-- Begin EXCERPTED TEXT --
PRO's claim: All traditional knowledge is a justifiably obtainable thing or some traditional knowledge is a justifiably obtainable thing.
CON's claim: No traditional knowledge is a justifiably obtainable thing.

Stipulations:
1) All traditional knowledge is a justified true belief.
2) When mentioning knowledge without "traditional," it is assumed that "traditional knowledge" is meant.
3) Although laws of logic are not necessarily propositions, they can become propositions or claims. For example, "no existence is contradicting" is the law of contradiction (LNC), and the format given is a proposition. That is the treatment of the laws of logic within this debate.

Please see my three recent debates to understand how CON constructs their opening statement.

Round 1
Con
#1
1 LAWS OF LOGIC & JUSTIFICATION

1.1 Definition
1. Every begging the question is fallacy of unwarranted assumption that either assumes the truth of a conclusion in the course of trying to prove it or assumes the truth of a contentious claim.

2. Every fallacy is a poor form of reasoning.

3. Every justification is a good reason for a belief.

4. Every law of logic is a rule that underlies thinking itself.

1.2 Postulates
1. Everything inherent to justification is a thing that necessitates it as a presupposition to be justified.

Explanation. For a simple example: “The bible states that god exists, moreover, the bible is true because it is divinely inspired; therefore, god exists.” The quote showcases begging the question, since being “divinely inspired” is to say it is the word of god—which means it presupposes god’s existence. Within the scope of this argument, god’s existence is a “...thing inherent to justification [which] is a thing that necessitates [god’s existence] as a presupposition”. In the same way, this postulate just points to whatever is inherent to all justifications—which means (in the same way as the example) that whatever that is necessitates it as a presupposition.

2. Everything that necessitates its presupposition to be justified is a thing that justifies itself

Explanation. From the explanation before, it is essentially saying those types of arguments use the conclusion to justify itself.
-- End EXCERPTED TEXT --
-- Begin DATASET RECORDS --
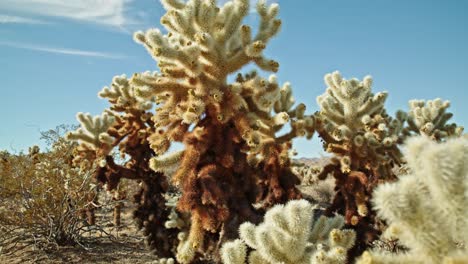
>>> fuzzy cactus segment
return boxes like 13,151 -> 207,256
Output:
221,200 -> 355,264
66,113 -> 115,154
359,136 -> 468,264
315,71 -> 405,255
400,98 -> 463,141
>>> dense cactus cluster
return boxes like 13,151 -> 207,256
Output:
69,0 -> 314,262
358,137 -> 468,264
23,0 -> 466,264
221,200 -> 355,264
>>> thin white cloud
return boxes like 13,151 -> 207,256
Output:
0,14 -> 48,25
0,41 -> 126,59
0,0 -> 134,27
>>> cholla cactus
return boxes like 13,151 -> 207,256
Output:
69,0 -> 314,262
316,72 -> 405,254
358,137 -> 468,264
221,200 -> 355,264
67,113 -> 115,155
129,0 -> 314,262
401,98 -> 463,141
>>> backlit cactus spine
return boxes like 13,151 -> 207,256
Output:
315,72 -> 405,258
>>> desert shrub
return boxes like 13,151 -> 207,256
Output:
0,127 -> 95,253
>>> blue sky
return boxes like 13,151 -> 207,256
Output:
0,0 -> 468,157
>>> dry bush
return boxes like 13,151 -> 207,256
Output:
0,126 -> 95,254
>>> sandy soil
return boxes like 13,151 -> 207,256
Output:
0,204 -> 156,264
-- End DATASET RECORDS --
SET EXERCISE 1 >> According to the stipulations in the debate text, what is all traditional knowledge?
SET EXERCISE 2 >> Reproduce word for word everything in the debate text from "3. Every justification" down to "to be justified.".
The records have no connection to the debate text.

FINISHED ANSWER 1 >> All traditional knowledge is a justified true belief.

FINISHED ANSWER 2 >>
3. Every justification is a good reason for a belief.

4. Every law of logic is a rule that underlies thinking itself.

1.2 Postulates
1. Everything inherent to justification is a thing that necessitates it as a presupposition to be justified.